Reescribe como una lista JSON de cadenas las líneas que van desde la que contiene "Exercise. Point out the blurred" hasta la última, ambas incluidas. Usa una cadena por línea y omite las líneas en blanco.

- - -

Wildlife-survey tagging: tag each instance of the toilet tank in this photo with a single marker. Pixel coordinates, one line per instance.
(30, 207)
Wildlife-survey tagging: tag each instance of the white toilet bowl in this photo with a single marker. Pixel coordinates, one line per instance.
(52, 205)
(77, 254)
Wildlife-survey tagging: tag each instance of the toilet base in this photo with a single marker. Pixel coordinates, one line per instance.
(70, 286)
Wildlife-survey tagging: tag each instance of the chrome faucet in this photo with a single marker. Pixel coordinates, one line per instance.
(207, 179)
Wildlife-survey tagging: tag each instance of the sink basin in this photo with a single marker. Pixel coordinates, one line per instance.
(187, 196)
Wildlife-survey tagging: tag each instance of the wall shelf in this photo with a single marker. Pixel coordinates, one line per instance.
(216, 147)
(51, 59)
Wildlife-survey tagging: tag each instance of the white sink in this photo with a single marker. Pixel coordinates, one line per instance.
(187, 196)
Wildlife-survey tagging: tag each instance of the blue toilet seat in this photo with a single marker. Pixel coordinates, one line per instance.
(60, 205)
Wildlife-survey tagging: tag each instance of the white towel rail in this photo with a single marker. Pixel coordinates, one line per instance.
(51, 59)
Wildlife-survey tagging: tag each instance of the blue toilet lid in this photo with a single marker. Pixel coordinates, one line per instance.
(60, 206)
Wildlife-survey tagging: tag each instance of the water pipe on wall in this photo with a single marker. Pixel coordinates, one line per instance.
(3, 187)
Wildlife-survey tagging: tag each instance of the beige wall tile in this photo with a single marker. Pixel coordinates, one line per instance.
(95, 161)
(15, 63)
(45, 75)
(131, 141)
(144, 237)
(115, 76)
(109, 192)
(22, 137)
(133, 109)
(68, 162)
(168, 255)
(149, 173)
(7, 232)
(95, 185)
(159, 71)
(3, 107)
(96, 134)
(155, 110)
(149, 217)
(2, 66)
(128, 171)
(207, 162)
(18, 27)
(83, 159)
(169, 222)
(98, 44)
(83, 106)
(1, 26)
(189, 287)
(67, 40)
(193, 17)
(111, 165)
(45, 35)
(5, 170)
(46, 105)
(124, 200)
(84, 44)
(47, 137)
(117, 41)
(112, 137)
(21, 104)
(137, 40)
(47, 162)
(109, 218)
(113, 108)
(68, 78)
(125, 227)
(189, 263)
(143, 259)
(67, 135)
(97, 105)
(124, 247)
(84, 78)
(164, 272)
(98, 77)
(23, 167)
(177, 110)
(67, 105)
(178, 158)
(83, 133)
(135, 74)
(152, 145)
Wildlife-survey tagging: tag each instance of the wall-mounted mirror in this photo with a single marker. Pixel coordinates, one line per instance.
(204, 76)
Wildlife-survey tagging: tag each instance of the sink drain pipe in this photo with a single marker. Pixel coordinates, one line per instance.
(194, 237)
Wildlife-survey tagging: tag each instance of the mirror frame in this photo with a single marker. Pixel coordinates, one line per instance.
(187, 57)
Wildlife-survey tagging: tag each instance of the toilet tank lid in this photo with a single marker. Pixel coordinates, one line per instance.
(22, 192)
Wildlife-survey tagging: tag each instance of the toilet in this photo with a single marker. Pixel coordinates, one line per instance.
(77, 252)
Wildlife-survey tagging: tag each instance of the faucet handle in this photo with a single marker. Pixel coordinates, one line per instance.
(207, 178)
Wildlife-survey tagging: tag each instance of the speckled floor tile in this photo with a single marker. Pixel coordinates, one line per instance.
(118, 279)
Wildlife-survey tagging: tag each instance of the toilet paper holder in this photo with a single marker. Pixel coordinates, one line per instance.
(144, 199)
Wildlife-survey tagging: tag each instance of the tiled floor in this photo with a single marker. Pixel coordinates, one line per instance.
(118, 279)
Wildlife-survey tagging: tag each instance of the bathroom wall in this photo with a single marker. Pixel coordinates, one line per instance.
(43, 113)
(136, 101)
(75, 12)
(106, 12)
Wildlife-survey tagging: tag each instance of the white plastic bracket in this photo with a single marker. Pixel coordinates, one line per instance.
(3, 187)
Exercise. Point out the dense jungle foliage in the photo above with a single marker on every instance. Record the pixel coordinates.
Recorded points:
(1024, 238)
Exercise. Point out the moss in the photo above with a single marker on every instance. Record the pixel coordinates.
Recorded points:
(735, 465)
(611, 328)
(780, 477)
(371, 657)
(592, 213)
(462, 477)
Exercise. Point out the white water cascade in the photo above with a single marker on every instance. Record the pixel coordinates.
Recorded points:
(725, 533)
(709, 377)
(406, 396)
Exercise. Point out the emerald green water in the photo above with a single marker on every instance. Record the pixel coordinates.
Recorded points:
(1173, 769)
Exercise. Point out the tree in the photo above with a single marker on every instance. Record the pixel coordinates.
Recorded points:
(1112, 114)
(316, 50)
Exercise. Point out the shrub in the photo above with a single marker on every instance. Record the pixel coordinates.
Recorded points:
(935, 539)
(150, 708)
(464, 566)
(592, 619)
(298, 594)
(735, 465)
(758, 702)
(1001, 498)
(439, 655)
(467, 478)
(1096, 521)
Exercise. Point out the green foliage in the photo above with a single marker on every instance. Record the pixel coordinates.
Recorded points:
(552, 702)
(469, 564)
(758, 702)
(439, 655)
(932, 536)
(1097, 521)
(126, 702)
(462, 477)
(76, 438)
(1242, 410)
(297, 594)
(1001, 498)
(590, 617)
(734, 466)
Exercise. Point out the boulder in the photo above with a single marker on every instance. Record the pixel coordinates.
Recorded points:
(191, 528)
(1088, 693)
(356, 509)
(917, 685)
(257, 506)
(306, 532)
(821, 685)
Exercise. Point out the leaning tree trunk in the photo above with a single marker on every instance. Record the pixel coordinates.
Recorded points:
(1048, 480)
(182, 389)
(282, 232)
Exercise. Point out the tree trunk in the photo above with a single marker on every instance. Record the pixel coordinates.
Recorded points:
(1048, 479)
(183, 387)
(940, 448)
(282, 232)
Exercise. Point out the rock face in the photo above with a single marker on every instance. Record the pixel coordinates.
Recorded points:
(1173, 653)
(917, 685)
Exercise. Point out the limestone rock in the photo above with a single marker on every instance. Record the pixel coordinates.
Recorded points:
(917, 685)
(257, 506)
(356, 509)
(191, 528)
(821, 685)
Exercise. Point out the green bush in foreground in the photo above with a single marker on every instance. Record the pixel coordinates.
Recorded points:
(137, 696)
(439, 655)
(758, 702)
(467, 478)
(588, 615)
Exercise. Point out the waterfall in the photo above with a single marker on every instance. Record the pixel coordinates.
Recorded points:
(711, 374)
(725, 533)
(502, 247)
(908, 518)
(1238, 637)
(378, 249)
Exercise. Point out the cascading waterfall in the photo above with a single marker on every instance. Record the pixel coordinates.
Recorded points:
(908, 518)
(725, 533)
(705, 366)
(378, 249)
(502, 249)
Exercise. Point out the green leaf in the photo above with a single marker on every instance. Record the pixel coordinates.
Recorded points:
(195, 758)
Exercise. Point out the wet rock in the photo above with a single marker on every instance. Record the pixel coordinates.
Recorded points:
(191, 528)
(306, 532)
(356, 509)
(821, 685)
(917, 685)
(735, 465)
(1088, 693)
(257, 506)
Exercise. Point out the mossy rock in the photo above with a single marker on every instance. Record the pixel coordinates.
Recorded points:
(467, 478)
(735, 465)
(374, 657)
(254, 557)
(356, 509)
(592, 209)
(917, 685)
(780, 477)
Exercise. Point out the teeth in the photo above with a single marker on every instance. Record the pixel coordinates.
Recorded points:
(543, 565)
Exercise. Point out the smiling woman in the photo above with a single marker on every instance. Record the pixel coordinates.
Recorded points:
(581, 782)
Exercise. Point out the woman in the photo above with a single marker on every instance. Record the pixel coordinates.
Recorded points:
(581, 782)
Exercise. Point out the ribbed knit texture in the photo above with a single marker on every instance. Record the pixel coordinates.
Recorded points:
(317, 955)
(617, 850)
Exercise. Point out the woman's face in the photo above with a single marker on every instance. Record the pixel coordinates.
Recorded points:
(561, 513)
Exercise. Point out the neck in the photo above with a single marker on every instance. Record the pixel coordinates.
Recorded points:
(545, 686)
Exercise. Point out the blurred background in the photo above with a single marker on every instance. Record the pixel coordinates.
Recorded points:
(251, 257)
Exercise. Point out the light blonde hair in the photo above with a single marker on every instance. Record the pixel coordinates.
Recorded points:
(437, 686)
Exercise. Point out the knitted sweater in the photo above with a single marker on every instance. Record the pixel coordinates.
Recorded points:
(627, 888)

- - -

> **RESPUESTA COMPLETA**
[
  "Exercise. Point out the blurred background in the photo above with a single marker on every instance. Record the pixel coordinates.",
  "Recorded points:",
  "(251, 257)",
  "Exercise. Point out the light blonde hair in the photo above with a single marker on every instance. Record the pixel coordinates.",
  "Recorded points:",
  "(437, 686)",
  "Exercise. Point out the knitted sweater in the photo above with a single marker on every instance. Record the pixel coordinates.",
  "Recorded points:",
  "(627, 888)"
]